By 1872, the Nevada silver mining industry was one of both wealth and speculation. When the federal government limited the use of silver in its monetary system in the 1870s, many Nevada mines were forced to close. Nevada's economy entered a depression period lasting from about 1880 to 1900. The population of Nevada also dropped sharply --2,491 in 1870, 62,266 in 1880, then 47,355 in 1890 and 42,335 in 1900. There was even talk of revoking statehood. With ore discoveries in Tonopah in 1900, Nevada once again began its familiar, frantic boom-exploit-bust cycle. It was into this maelstrom that Rawhide was born.
Wow. That was kinda poetic, wasn't it?
High-profile stock swindlers and mining promoters set up shop, and the race was on. Millions were made from stock schemes that returned noting in the way of dividends to investors. While not limited to Rawhide, this town was a perfect example of the schemes and flamboyant advertising of the day. Examples can be viewed by checking out this old mining investor magazine.
FIrst a general over view or two.
Mining locations were first made in the area in 1906. With the finding of some high-grade gold ore and after considerable flamboyant advertising, a rush to the district took place in 1908 that raised the temporary population to 4,000 people. On September 4, 1908, a fire destroyed a large part of the business section of Rawhide, which caused a loss of several hundred thousand dollars. No large mines have ever been developed in this area and the principle production of the camp has been derived from leasing operations. In the early years of the camp as many as 50 sets of leases or leasing companies were at work at one time. Nearly all the ore was shipped for treatment.
Reconnaissance of Mining Districts in Mineral County, NV. U.S. Bureau of Mines, 1937
And... we have a newspaper!

=== Dataset ===
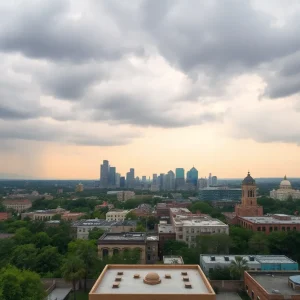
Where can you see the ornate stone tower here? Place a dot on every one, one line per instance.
(248, 207)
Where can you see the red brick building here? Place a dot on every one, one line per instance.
(4, 216)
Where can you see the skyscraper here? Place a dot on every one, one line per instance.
(112, 176)
(192, 176)
(104, 172)
(179, 181)
(214, 180)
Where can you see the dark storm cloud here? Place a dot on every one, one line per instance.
(41, 131)
(129, 109)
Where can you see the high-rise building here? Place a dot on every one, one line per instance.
(118, 176)
(112, 176)
(192, 176)
(104, 174)
(202, 183)
(179, 181)
(214, 180)
(122, 182)
(154, 179)
(209, 179)
(169, 181)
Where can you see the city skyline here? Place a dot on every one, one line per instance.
(150, 84)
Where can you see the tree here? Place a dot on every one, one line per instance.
(72, 271)
(87, 252)
(258, 244)
(96, 233)
(20, 285)
(24, 256)
(48, 261)
(41, 239)
(237, 267)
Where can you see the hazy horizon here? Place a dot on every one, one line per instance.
(152, 85)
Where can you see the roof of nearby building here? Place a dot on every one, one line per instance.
(272, 220)
(172, 260)
(165, 228)
(276, 282)
(257, 259)
(102, 222)
(123, 236)
(151, 280)
(248, 180)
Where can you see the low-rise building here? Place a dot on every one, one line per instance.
(116, 215)
(172, 260)
(149, 282)
(18, 205)
(272, 285)
(209, 262)
(125, 195)
(166, 232)
(4, 216)
(82, 228)
(113, 243)
(188, 226)
(270, 223)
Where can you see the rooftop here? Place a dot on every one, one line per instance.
(272, 220)
(275, 282)
(257, 259)
(165, 228)
(173, 260)
(124, 236)
(134, 279)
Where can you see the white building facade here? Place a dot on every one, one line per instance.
(285, 191)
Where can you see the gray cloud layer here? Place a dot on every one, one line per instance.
(81, 54)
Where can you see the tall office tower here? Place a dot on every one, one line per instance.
(112, 176)
(161, 180)
(104, 173)
(130, 179)
(169, 183)
(202, 183)
(214, 181)
(118, 176)
(192, 176)
(154, 179)
(122, 182)
(179, 181)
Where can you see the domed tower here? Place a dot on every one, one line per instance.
(248, 206)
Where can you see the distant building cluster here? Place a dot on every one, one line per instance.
(285, 191)
(170, 181)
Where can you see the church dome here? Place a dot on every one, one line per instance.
(285, 184)
(152, 278)
(248, 180)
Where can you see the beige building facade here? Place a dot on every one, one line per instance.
(116, 215)
(152, 282)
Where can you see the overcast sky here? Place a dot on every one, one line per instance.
(149, 84)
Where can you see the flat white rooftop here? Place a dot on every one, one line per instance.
(271, 220)
(174, 285)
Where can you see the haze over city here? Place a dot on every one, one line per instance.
(150, 85)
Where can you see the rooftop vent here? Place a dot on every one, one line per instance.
(183, 273)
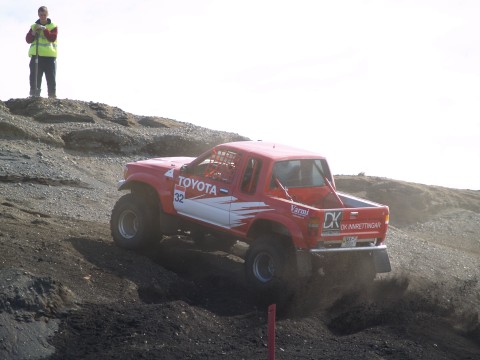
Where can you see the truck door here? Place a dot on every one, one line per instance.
(246, 205)
(205, 192)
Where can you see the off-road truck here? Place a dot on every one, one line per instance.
(279, 200)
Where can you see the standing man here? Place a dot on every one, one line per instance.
(43, 53)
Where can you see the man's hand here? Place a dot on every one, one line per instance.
(39, 27)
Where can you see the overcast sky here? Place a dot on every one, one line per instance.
(390, 88)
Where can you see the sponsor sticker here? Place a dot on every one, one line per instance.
(331, 223)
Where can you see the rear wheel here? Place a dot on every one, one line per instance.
(132, 222)
(269, 266)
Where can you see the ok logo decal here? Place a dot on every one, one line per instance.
(331, 223)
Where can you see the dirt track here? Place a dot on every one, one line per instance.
(69, 293)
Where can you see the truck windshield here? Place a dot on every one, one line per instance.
(300, 173)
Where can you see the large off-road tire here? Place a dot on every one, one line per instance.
(132, 222)
(269, 267)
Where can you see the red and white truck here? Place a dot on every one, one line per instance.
(279, 200)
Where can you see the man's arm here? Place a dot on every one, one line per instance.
(30, 37)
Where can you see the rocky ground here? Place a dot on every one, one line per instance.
(68, 293)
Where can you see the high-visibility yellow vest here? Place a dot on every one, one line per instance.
(45, 47)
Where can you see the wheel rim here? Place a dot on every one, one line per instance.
(264, 267)
(128, 224)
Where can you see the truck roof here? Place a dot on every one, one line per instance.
(272, 150)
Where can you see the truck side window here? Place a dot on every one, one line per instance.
(220, 165)
(250, 176)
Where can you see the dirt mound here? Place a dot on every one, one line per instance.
(69, 293)
(99, 128)
(29, 308)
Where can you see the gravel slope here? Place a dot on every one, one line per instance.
(69, 293)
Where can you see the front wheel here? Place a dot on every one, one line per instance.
(132, 222)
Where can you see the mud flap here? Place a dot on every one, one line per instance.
(381, 261)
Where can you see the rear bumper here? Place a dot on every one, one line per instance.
(352, 249)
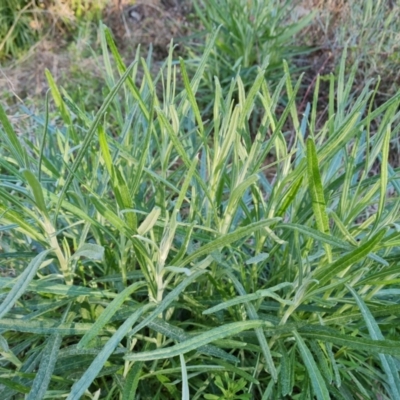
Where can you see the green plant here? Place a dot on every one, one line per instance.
(154, 255)
(252, 34)
(17, 26)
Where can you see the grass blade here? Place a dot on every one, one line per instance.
(22, 283)
(197, 341)
(317, 193)
(317, 382)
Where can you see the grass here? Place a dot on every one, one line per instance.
(155, 256)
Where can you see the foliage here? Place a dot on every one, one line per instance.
(156, 258)
(252, 34)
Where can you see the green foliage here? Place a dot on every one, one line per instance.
(17, 31)
(252, 34)
(156, 258)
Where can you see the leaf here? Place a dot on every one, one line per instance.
(185, 383)
(22, 283)
(46, 368)
(15, 146)
(107, 314)
(149, 221)
(317, 382)
(317, 193)
(390, 347)
(173, 332)
(25, 227)
(227, 239)
(257, 259)
(131, 382)
(91, 251)
(168, 299)
(89, 136)
(44, 327)
(36, 190)
(79, 387)
(196, 341)
(324, 275)
(250, 297)
(388, 363)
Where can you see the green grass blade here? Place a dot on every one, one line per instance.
(388, 363)
(15, 146)
(22, 283)
(324, 275)
(79, 387)
(46, 368)
(132, 381)
(89, 136)
(36, 190)
(185, 383)
(107, 314)
(168, 299)
(13, 217)
(317, 193)
(317, 382)
(227, 239)
(196, 341)
(390, 347)
(191, 98)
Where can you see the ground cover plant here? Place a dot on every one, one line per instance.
(158, 255)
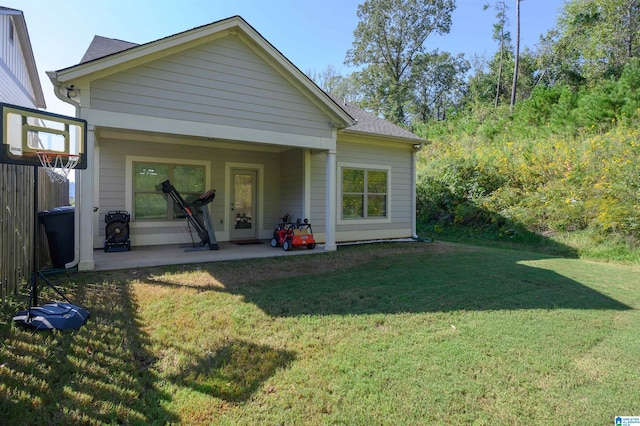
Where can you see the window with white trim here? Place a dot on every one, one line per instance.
(364, 193)
(150, 203)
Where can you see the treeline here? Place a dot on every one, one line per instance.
(548, 147)
(565, 164)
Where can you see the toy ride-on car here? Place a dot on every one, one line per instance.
(288, 235)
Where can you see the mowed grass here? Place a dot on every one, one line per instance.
(390, 334)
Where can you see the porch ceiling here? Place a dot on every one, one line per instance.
(106, 133)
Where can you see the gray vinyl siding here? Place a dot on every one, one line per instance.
(113, 183)
(397, 157)
(222, 82)
(15, 84)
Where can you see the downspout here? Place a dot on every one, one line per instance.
(58, 91)
(414, 172)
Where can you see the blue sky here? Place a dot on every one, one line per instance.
(311, 34)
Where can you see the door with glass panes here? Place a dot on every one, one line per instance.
(243, 204)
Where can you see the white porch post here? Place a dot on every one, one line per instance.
(414, 185)
(84, 206)
(414, 154)
(331, 202)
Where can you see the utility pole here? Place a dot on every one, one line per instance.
(517, 58)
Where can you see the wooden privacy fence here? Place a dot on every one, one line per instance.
(16, 222)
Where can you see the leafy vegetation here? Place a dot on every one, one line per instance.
(565, 162)
(409, 333)
(562, 160)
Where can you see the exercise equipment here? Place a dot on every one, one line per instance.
(203, 224)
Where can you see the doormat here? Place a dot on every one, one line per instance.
(246, 242)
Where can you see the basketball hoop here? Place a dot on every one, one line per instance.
(58, 166)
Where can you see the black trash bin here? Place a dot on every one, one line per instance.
(59, 227)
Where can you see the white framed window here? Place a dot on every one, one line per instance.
(364, 193)
(145, 199)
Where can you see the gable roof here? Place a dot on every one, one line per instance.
(103, 46)
(27, 52)
(356, 120)
(125, 55)
(369, 123)
(365, 122)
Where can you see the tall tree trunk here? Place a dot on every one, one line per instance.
(499, 73)
(517, 58)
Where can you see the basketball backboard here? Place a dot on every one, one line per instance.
(27, 132)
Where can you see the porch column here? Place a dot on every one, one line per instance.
(84, 206)
(414, 175)
(331, 202)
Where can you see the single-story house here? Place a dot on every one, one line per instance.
(219, 107)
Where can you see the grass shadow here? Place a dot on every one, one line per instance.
(99, 374)
(235, 372)
(417, 277)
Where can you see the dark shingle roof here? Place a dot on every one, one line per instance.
(370, 123)
(366, 122)
(103, 46)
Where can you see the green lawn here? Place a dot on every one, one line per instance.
(397, 334)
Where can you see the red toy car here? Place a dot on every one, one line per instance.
(289, 235)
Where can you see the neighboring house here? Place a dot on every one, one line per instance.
(19, 79)
(20, 85)
(219, 107)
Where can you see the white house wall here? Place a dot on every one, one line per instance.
(222, 82)
(15, 83)
(395, 156)
(115, 189)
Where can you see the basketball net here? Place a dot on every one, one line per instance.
(58, 166)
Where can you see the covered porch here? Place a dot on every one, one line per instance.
(173, 254)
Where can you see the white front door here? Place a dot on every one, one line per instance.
(243, 204)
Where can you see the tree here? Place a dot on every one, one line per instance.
(598, 37)
(389, 35)
(503, 37)
(439, 83)
(328, 80)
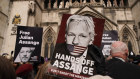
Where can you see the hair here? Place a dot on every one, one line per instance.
(88, 21)
(7, 70)
(118, 46)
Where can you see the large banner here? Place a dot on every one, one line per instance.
(107, 39)
(28, 44)
(78, 38)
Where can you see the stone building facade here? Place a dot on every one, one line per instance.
(118, 14)
(4, 13)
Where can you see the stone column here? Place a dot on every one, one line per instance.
(122, 3)
(101, 2)
(70, 2)
(55, 4)
(108, 3)
(49, 6)
(62, 3)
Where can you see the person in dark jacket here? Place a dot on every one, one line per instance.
(78, 54)
(118, 67)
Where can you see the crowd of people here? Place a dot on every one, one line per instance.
(119, 65)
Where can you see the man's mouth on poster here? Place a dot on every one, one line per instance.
(76, 50)
(24, 59)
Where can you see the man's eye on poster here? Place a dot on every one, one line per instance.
(77, 53)
(28, 44)
(24, 54)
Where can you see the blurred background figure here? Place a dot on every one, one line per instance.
(25, 71)
(7, 70)
(118, 66)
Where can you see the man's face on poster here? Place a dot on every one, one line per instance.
(25, 53)
(78, 34)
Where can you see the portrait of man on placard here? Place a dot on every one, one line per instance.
(24, 54)
(74, 51)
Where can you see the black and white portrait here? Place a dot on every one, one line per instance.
(24, 54)
(76, 52)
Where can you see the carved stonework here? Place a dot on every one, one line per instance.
(125, 35)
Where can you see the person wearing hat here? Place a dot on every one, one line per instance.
(118, 66)
(78, 45)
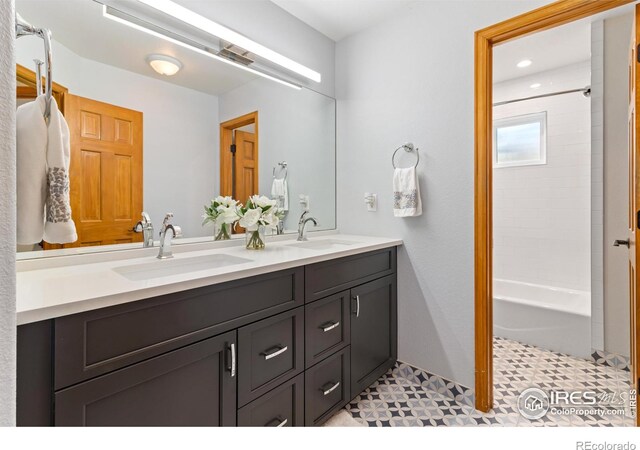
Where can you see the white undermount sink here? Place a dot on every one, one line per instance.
(167, 267)
(324, 244)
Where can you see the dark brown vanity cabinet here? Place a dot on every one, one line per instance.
(192, 386)
(287, 348)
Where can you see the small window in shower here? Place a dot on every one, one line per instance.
(520, 140)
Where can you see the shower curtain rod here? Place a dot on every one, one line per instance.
(586, 91)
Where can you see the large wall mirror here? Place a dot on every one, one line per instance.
(144, 141)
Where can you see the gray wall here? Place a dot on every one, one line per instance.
(617, 35)
(410, 78)
(7, 217)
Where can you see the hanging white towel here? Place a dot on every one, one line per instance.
(43, 152)
(59, 227)
(406, 193)
(31, 168)
(280, 192)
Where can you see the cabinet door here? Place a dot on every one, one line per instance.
(373, 331)
(192, 386)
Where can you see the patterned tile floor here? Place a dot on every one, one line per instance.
(402, 398)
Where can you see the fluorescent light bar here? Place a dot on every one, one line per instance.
(215, 29)
(108, 15)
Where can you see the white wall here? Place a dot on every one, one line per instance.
(296, 126)
(617, 35)
(180, 131)
(542, 213)
(410, 78)
(7, 217)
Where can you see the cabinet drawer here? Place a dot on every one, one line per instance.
(192, 386)
(330, 277)
(326, 328)
(327, 387)
(100, 341)
(269, 352)
(281, 407)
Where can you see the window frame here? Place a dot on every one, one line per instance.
(538, 117)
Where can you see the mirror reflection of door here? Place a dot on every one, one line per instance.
(105, 175)
(105, 172)
(239, 158)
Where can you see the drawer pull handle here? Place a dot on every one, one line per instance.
(328, 390)
(279, 422)
(273, 354)
(233, 360)
(329, 326)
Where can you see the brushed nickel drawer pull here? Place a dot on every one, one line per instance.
(329, 326)
(233, 360)
(327, 391)
(278, 351)
(279, 422)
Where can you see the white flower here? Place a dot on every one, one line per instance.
(250, 218)
(270, 219)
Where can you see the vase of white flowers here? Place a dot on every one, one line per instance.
(257, 215)
(223, 213)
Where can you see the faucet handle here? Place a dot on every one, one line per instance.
(167, 218)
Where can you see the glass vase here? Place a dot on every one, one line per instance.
(254, 238)
(221, 232)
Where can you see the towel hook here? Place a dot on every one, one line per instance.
(408, 147)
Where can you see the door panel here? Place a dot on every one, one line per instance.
(373, 331)
(106, 171)
(192, 386)
(634, 202)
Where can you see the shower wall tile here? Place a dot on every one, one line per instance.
(542, 214)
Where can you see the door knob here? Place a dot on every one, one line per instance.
(619, 242)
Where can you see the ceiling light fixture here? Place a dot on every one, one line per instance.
(215, 29)
(164, 65)
(107, 13)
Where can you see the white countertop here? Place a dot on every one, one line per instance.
(89, 282)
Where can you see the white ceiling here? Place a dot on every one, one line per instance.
(338, 19)
(91, 36)
(550, 49)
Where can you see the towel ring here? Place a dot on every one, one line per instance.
(408, 147)
(283, 166)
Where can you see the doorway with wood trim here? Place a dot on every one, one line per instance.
(239, 157)
(550, 16)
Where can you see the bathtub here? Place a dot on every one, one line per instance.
(552, 318)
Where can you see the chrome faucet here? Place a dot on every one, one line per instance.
(146, 228)
(303, 222)
(165, 243)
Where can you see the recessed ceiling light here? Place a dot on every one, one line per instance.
(164, 65)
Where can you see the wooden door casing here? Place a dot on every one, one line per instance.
(105, 171)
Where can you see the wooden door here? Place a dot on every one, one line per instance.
(246, 166)
(634, 203)
(105, 171)
(192, 386)
(373, 331)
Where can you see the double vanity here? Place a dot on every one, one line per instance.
(216, 336)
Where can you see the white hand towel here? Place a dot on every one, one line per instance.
(406, 193)
(59, 226)
(280, 192)
(31, 168)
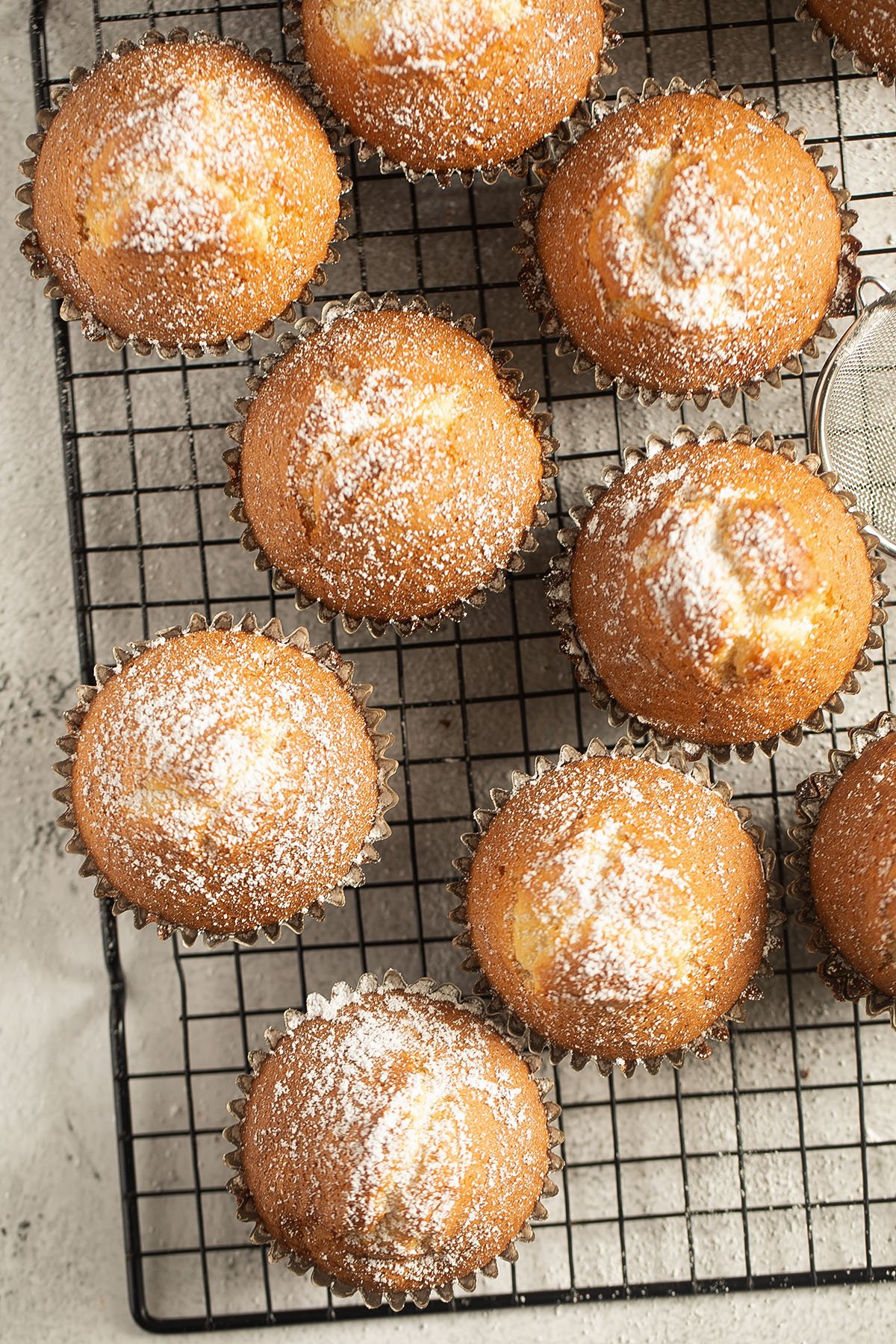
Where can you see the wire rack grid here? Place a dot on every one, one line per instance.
(773, 1164)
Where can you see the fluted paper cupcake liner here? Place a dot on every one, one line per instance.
(512, 1023)
(517, 167)
(247, 1213)
(509, 378)
(92, 326)
(840, 50)
(558, 594)
(328, 658)
(844, 981)
(538, 297)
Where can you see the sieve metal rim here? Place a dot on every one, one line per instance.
(886, 297)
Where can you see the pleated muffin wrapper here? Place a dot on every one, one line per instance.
(328, 658)
(92, 327)
(519, 167)
(844, 981)
(840, 50)
(511, 381)
(511, 1021)
(535, 287)
(319, 1006)
(559, 597)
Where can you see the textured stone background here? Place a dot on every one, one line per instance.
(60, 1250)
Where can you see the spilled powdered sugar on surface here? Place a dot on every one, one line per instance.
(388, 1135)
(226, 784)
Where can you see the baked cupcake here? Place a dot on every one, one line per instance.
(225, 780)
(688, 245)
(718, 591)
(860, 30)
(617, 906)
(845, 865)
(438, 87)
(393, 1142)
(388, 470)
(183, 195)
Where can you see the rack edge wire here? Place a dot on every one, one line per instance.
(117, 987)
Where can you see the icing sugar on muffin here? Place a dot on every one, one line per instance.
(852, 865)
(184, 194)
(865, 27)
(617, 906)
(225, 781)
(688, 243)
(722, 591)
(394, 1140)
(441, 84)
(386, 470)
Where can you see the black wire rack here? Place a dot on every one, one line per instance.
(770, 1166)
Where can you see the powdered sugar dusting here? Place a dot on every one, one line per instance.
(441, 85)
(383, 1139)
(385, 470)
(225, 777)
(617, 906)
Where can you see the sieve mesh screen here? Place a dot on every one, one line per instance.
(857, 416)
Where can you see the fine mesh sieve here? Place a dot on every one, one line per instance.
(853, 413)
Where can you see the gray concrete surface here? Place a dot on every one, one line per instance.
(60, 1250)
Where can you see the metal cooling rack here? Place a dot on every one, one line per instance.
(774, 1164)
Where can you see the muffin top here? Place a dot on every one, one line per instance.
(442, 84)
(385, 468)
(225, 781)
(396, 1142)
(722, 591)
(852, 865)
(184, 194)
(869, 30)
(617, 906)
(688, 243)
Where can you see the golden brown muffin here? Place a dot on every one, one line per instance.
(688, 243)
(867, 27)
(617, 906)
(852, 865)
(441, 85)
(385, 468)
(396, 1142)
(184, 194)
(722, 591)
(225, 781)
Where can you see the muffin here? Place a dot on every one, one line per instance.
(718, 591)
(393, 1140)
(688, 245)
(617, 906)
(441, 87)
(183, 195)
(226, 780)
(850, 865)
(865, 31)
(388, 470)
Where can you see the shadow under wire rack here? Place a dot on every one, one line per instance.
(770, 1166)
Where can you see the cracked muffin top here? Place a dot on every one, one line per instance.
(386, 470)
(184, 194)
(722, 591)
(225, 781)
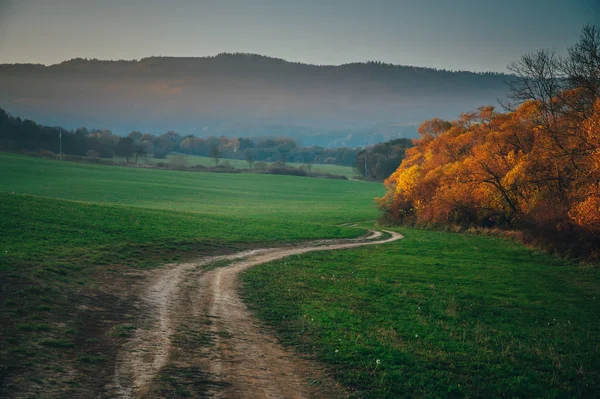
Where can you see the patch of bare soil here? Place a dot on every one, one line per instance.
(196, 338)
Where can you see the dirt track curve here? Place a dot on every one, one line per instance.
(193, 319)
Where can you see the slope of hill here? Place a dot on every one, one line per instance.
(243, 94)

=== Problems to work on ===
1. Name every geographic place mentioned in the Rawhide mining history, counting each place once.
2. List each line of the records that contains the string "cloud", treating uppercase and lowercase as distinct.
The text and the records have separate, unrelated origins.

=== Results ===
1. Nevada, Tonopah, Rawhide, Mineral County

2.
Where can you see the dark storm cloud here? Place a dot on every one, one line per instance.
Where can you see the gray cloud layer here? Place a dot on every one, one line per instance.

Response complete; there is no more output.